>>>

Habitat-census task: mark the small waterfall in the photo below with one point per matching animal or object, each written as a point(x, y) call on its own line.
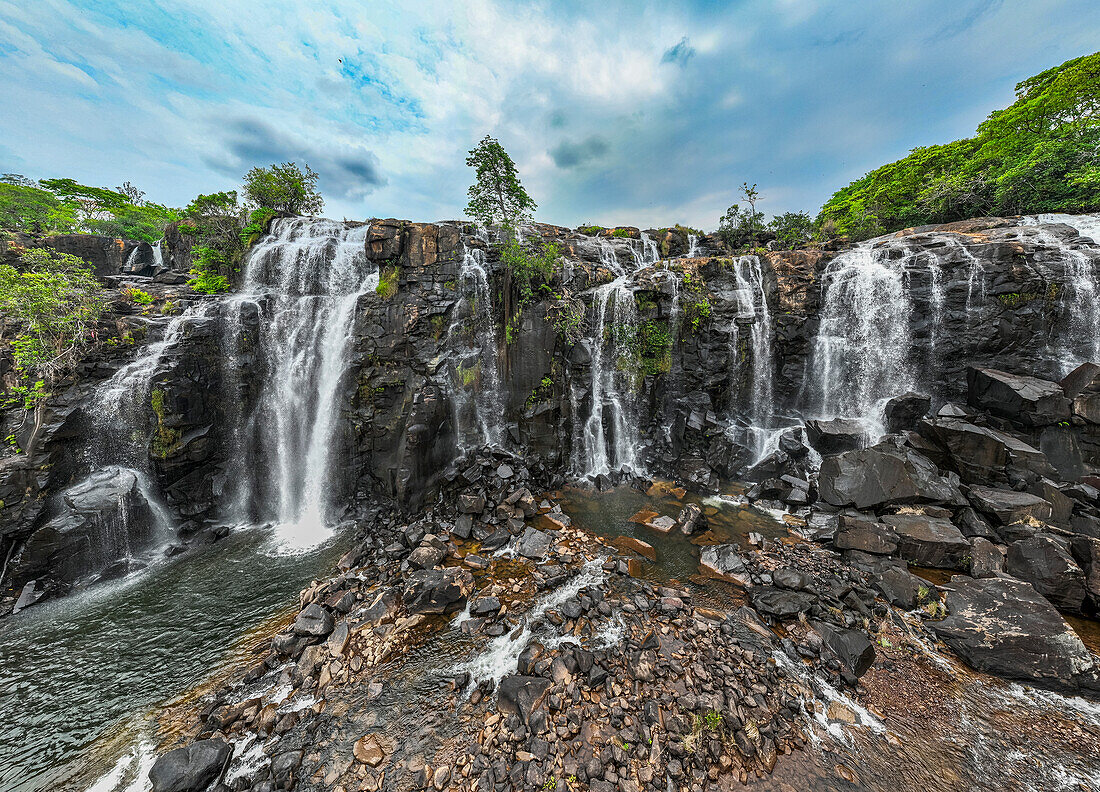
point(479, 396)
point(308, 276)
point(862, 349)
point(752, 297)
point(612, 400)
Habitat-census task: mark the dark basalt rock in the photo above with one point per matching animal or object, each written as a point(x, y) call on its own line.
point(850, 646)
point(884, 474)
point(1046, 563)
point(1025, 399)
point(193, 768)
point(1002, 626)
point(904, 411)
point(836, 436)
point(928, 541)
point(437, 591)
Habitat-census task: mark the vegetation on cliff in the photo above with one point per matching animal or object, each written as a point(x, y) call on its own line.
point(1041, 154)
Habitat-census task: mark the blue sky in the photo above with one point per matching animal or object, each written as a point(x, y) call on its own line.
point(615, 112)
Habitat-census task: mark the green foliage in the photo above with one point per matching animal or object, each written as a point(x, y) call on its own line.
point(136, 296)
point(792, 229)
point(496, 196)
point(284, 188)
point(387, 282)
point(52, 304)
point(697, 312)
point(1037, 155)
point(531, 266)
point(207, 266)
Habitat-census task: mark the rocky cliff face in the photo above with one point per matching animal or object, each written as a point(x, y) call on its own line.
point(636, 355)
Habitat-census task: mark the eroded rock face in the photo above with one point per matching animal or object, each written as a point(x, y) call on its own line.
point(1004, 627)
point(883, 474)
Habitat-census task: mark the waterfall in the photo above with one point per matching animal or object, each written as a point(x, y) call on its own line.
point(752, 304)
point(612, 409)
point(479, 396)
point(1079, 340)
point(860, 355)
point(308, 276)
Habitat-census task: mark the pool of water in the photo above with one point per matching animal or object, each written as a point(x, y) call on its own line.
point(79, 671)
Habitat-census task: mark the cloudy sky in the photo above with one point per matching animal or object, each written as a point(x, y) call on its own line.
point(615, 112)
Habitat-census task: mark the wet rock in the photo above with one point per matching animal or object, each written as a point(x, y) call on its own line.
point(725, 561)
point(986, 559)
point(836, 436)
point(367, 750)
point(850, 646)
point(780, 603)
point(866, 536)
point(1027, 400)
point(1046, 563)
point(1002, 626)
point(437, 591)
point(691, 519)
point(191, 768)
point(314, 620)
point(535, 543)
point(1009, 506)
point(883, 474)
point(905, 410)
point(521, 695)
point(928, 541)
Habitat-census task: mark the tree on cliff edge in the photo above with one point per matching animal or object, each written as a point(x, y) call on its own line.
point(496, 197)
point(284, 188)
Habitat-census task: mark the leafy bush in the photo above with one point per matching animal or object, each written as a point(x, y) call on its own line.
point(1037, 155)
point(284, 188)
point(53, 303)
point(387, 282)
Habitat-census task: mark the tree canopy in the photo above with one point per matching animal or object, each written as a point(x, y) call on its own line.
point(284, 188)
point(1041, 154)
point(496, 196)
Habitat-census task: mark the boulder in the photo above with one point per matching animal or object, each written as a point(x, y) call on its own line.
point(1009, 506)
point(521, 695)
point(883, 474)
point(1002, 626)
point(535, 543)
point(437, 591)
point(1082, 386)
point(905, 410)
point(1025, 399)
point(866, 536)
point(191, 768)
point(1047, 564)
point(987, 560)
point(314, 622)
point(851, 647)
point(836, 436)
point(928, 541)
point(725, 561)
point(691, 519)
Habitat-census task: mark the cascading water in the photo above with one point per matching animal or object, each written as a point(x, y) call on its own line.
point(612, 408)
point(479, 396)
point(861, 354)
point(752, 304)
point(307, 276)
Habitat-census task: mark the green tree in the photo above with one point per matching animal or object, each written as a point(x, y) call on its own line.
point(50, 306)
point(1041, 154)
point(284, 188)
point(496, 196)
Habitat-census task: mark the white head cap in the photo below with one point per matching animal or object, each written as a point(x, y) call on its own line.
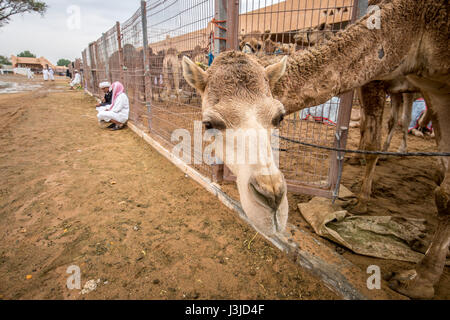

<<<

• TASK BRIEF:
Where pictures occur in the material above, omit them and return everything else exactly.

• TASK SOLUTION:
Habitat-census task: mark the small waterfall in the photo below with one point per matching animal or object, each written as a point(x, y) call on its own line.
point(479, 396)
point(308, 276)
point(862, 349)
point(752, 297)
point(612, 400)
Habitat-census task: mark the dark basalt rock in the photo above with one point per matching animal or object, each written as a point(x, y) call on its own line.
point(850, 646)
point(884, 474)
point(1046, 563)
point(1025, 399)
point(193, 768)
point(1002, 626)
point(904, 411)
point(836, 436)
point(928, 541)
point(437, 591)
Habitat-census task: mark the vegetation on cliff in the photo above with one point per matching animal or object, each written as a point(x, y) call on its own line.
point(1041, 154)
Habitat-census task: mark the blue sky in the photo above with one point per matching animal or object, each written as a point(x, y) call on its own line.
point(615, 112)
Habitat-census task: mark the green foliage in the photo above with one point per matching animal or object, each written as a point(x, y) call on its own line.
point(136, 296)
point(792, 229)
point(496, 196)
point(284, 188)
point(387, 282)
point(52, 304)
point(697, 312)
point(1037, 155)
point(531, 266)
point(207, 266)
Habitat-census task: mark the rocky cliff face in the photo above with one point per matching animal or object, each written as a point(x, y) call on its own line.
point(636, 355)
Habitat-census task: mark the eroded rock face in the photo above with one point per matching animal or object, each written as a point(x, y) call on its own line.
point(1004, 627)
point(883, 474)
Habitat-census task: mark the waterfall in the photo above with one point per matching animal or object, each written as a point(x, y) call on its own line.
point(752, 304)
point(612, 409)
point(479, 396)
point(1079, 340)
point(860, 355)
point(308, 276)
Habitat-census task: mark the pool of water in the photo above with one point per matching animal or object, each written as a point(x, y) call on its own line.
point(79, 671)
Habitat-census task: mark the cloudy sky in the photo above with one point per matching animal or object, each written as a point(x, y) call on its own line.
point(615, 112)
Habitat-census task: mark the wet rock in the photo above with one point per matching animal or object, each written as a point(x, y) call on its own line.
point(725, 561)
point(986, 559)
point(836, 436)
point(367, 750)
point(850, 646)
point(780, 603)
point(866, 536)
point(1027, 400)
point(1046, 563)
point(1002, 626)
point(437, 591)
point(691, 519)
point(191, 768)
point(314, 620)
point(535, 543)
point(1009, 506)
point(883, 474)
point(905, 410)
point(521, 695)
point(928, 541)
Habitat-census task: mark the tree on cliff edge in the photo above with one point per matching animal or object, each written as a point(x, y) call on its own line.
point(496, 197)
point(284, 188)
Habitat-census task: mark the leafy bush in the photo above with one point per matching animal or object, each written as a point(x, y) call on its own line.
point(1037, 155)
point(284, 188)
point(53, 303)
point(387, 282)
Habitat-census task: mark the tree canopy in the photo above with one point per matching animal or object, each written as a point(x, y) call on its own line.
point(284, 188)
point(1041, 154)
point(496, 196)
Habitat-census task: mark the boulder in the photo above with one point per matching animal or object, each written as a point(x, y) call on its own line.
point(1009, 506)
point(521, 695)
point(883, 474)
point(1002, 626)
point(535, 543)
point(437, 591)
point(1082, 386)
point(905, 410)
point(1025, 399)
point(866, 536)
point(191, 768)
point(1047, 564)
point(987, 560)
point(314, 622)
point(851, 647)
point(836, 436)
point(928, 541)
point(725, 561)
point(691, 519)
Habitat-census task: mark the cascading water in the photo above with one point per matching animal or object, each written as a point(x, y) call on its own line.
point(612, 408)
point(479, 396)
point(861, 354)
point(752, 304)
point(307, 276)
Habitat-census task: mark the green tree in the photo above with one point per matching animal or object, each written as a point(x, y) call on its own line.
point(50, 306)
point(1041, 154)
point(284, 188)
point(496, 196)
Habitat-census task: mark the white head cap in the photo below with one point per matching animal or object, each written as a point(x, y) call on its own line.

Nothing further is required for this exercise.